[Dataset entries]
────────
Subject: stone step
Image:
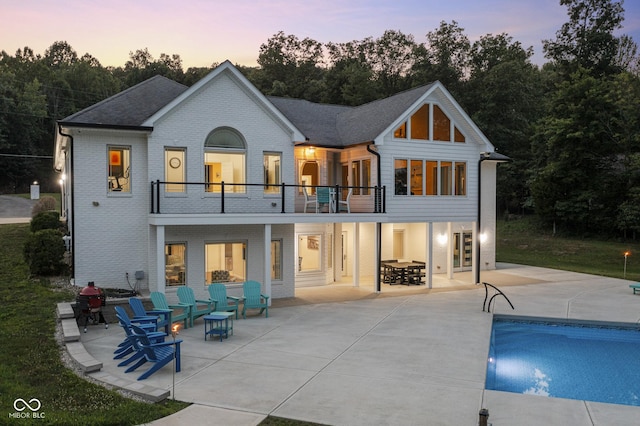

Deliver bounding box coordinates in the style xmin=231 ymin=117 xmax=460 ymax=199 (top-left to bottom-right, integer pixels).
xmin=65 ymin=341 xmax=103 ymax=373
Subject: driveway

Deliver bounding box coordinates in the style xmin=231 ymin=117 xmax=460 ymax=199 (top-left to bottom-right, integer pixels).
xmin=0 ymin=195 xmax=37 ymax=223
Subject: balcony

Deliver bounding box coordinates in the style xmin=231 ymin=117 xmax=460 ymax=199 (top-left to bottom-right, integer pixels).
xmin=150 ymin=181 xmax=386 ymax=216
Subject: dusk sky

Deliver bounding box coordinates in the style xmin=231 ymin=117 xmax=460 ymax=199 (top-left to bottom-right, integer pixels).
xmin=2 ymin=0 xmax=639 ymax=69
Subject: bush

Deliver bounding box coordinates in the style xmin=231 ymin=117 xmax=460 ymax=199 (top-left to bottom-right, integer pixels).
xmin=23 ymin=229 xmax=67 ymax=276
xmin=30 ymin=211 xmax=61 ymax=232
xmin=31 ymin=195 xmax=57 ymax=216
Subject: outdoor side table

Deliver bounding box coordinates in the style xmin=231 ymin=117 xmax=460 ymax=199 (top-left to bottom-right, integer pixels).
xmin=203 ymin=312 xmax=234 ymax=341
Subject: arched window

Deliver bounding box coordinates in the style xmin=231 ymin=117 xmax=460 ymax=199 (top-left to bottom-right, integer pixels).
xmin=204 ymin=127 xmax=246 ymax=193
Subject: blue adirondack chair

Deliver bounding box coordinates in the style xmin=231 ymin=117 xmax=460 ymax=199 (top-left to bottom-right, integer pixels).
xmin=176 ymin=286 xmax=213 ymax=327
xmin=113 ymin=306 xmax=165 ymax=364
xmin=129 ymin=297 xmax=170 ymax=334
xmin=126 ymin=325 xmax=182 ymax=380
xmin=207 ymin=283 xmax=242 ymax=319
xmin=150 ymin=291 xmax=190 ymax=329
xmin=242 ymin=280 xmax=269 ymax=318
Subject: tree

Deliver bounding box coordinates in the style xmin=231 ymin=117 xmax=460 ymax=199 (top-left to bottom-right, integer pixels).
xmin=543 ymin=0 xmax=625 ymax=76
xmin=424 ymin=21 xmax=471 ymax=92
xmin=43 ymin=41 xmax=78 ymax=68
xmin=462 ymin=33 xmax=542 ymax=215
xmin=120 ymin=48 xmax=185 ymax=87
xmin=530 ymin=68 xmax=628 ymax=234
xmin=255 ymin=32 xmax=326 ymax=101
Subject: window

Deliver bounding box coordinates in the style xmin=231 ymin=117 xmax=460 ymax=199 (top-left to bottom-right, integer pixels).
xmin=362 ymin=159 xmax=371 ymax=195
xmin=165 ymin=243 xmax=186 ymax=286
xmin=394 ymin=103 xmax=466 ymax=144
xmin=397 ymin=158 xmax=465 ymax=196
xmin=298 ymin=234 xmax=321 ymax=272
xmin=393 ymin=122 xmax=407 ymax=138
xmin=348 ymin=159 xmax=371 ymax=196
xmin=455 ymin=162 xmax=466 ymax=195
xmin=271 ymin=240 xmax=282 ymax=280
xmin=165 ymin=148 xmax=185 ymax=193
xmin=394 ymin=159 xmax=407 ymax=195
xmin=205 ymin=242 xmax=246 ymax=284
xmin=410 ymin=104 xmax=429 ymax=140
xmin=204 ymin=127 xmax=246 ymax=193
xmin=440 ymin=161 xmax=452 ymax=195
xmin=264 ymin=152 xmax=281 ymax=193
xmin=410 ymin=160 xmax=423 ymax=196
xmin=108 ymin=146 xmax=130 ymax=192
xmin=433 ymin=105 xmax=451 ymax=142
xmin=426 ymin=161 xmax=438 ymax=196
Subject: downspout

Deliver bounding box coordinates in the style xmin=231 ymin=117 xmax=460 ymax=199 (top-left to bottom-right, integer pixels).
xmin=57 ymin=124 xmax=75 ymax=283
xmin=367 ymin=143 xmax=382 ymax=293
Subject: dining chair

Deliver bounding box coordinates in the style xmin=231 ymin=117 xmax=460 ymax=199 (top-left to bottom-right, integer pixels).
xmin=316 ymin=187 xmax=331 ymax=212
xmin=303 ymin=186 xmax=317 ymax=213
xmin=338 ymin=188 xmax=352 ymax=213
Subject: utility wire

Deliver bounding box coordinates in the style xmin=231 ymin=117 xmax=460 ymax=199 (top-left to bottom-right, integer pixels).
xmin=0 ymin=153 xmax=53 ymax=159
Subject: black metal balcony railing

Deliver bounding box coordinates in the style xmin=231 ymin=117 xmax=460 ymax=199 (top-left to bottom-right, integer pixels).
xmin=150 ymin=181 xmax=386 ymax=214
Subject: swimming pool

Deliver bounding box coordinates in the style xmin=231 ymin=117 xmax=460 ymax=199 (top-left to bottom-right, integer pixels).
xmin=485 ymin=315 xmax=640 ymax=406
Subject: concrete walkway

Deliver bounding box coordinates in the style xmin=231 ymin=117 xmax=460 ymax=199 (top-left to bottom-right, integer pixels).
xmin=80 ymin=264 xmax=640 ymax=426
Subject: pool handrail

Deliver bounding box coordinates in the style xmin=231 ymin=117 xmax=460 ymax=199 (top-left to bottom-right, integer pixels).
xmin=482 ymin=282 xmax=515 ymax=313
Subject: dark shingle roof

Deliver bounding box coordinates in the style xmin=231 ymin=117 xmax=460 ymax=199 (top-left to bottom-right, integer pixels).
xmin=60 ymin=69 xmax=435 ymax=147
xmin=269 ymin=84 xmax=434 ymax=147
xmin=267 ymin=97 xmax=351 ymax=146
xmin=60 ymin=75 xmax=188 ymax=128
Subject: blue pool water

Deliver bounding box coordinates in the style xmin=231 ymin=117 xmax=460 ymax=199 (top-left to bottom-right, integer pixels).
xmin=485 ymin=316 xmax=640 ymax=406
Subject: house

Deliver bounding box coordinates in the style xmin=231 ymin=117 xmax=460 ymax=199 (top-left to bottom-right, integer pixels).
xmin=53 ymin=60 xmax=506 ymax=303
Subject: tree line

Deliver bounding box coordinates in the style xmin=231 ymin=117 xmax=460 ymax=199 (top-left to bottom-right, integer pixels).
xmin=1 ymin=0 xmax=638 ymax=238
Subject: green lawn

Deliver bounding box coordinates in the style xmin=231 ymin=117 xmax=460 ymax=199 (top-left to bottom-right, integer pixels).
xmin=496 ymin=217 xmax=640 ymax=282
xmin=0 ymin=224 xmax=189 ymax=425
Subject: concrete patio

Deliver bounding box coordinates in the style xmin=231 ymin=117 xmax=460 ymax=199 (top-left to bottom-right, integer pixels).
xmin=79 ymin=264 xmax=640 ymax=425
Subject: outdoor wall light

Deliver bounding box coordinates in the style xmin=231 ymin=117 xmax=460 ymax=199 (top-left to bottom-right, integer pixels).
xmin=92 ymin=201 xmax=99 ymax=207
xmin=437 ymin=234 xmax=448 ymax=245
xmin=480 ymin=233 xmax=488 ymax=244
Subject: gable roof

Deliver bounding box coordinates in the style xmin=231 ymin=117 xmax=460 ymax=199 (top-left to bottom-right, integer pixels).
xmin=59 ymin=76 xmax=188 ymax=129
xmin=268 ymin=84 xmax=435 ymax=147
────────
## What the exercise asks:
Show every line in the entries above that contains the string "balcony".

## Output of the exercise:
Subject: balcony
Subject: black metal balcony railing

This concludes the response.